### EXERCISE TASK
Report each line in the entries below that contains the word "after", copying every such line in full.
## BEGIN SOURCE DATA
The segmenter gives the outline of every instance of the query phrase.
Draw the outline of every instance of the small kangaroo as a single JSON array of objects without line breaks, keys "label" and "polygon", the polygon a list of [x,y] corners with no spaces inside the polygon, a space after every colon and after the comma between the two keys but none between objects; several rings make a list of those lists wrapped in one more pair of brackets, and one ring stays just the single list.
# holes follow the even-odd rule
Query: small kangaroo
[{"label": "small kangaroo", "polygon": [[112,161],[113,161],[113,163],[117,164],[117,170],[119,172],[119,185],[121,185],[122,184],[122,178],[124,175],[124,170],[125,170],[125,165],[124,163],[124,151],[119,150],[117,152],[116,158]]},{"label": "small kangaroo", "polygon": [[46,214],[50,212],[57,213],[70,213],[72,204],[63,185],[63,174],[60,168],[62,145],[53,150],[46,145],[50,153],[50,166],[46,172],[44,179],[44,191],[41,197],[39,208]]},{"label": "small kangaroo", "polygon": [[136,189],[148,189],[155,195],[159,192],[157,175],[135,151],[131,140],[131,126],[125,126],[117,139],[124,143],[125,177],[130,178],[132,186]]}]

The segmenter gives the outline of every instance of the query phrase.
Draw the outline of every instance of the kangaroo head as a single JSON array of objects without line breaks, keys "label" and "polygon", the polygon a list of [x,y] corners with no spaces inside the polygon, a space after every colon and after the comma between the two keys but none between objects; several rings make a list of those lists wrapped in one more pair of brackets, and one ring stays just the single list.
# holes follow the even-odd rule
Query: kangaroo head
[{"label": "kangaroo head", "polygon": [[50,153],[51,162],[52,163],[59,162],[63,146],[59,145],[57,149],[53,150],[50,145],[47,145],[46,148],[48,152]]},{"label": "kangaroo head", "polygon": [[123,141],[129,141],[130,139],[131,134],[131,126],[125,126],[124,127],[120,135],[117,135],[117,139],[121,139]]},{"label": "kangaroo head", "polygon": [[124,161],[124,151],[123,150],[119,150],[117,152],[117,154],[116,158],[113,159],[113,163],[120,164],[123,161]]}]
## END SOURCE DATA
### CORRECT ANSWER
Draw the outline of every instance of the small kangaroo as a single JSON array of objects without line breaks, keys "label" and "polygon", the polygon a list of [x,y] corners with no spaces inside the polygon, a space after every colon and after the comma between the two keys but none between objects; several rings make a list of those lists wrapped in one more pair of brackets, and one ring stays just the single list.
Draw the outline of every instance of the kangaroo head as a single JSON array of objects without line breaks, keys "label" and "polygon", the polygon a list of [x,y] corners with no spaces inside the polygon, a space after every colon and after the comma between the two keys but none between objects; several rings make a list of those lists wrapped in one more pair of brackets, and one ring stays just the single list.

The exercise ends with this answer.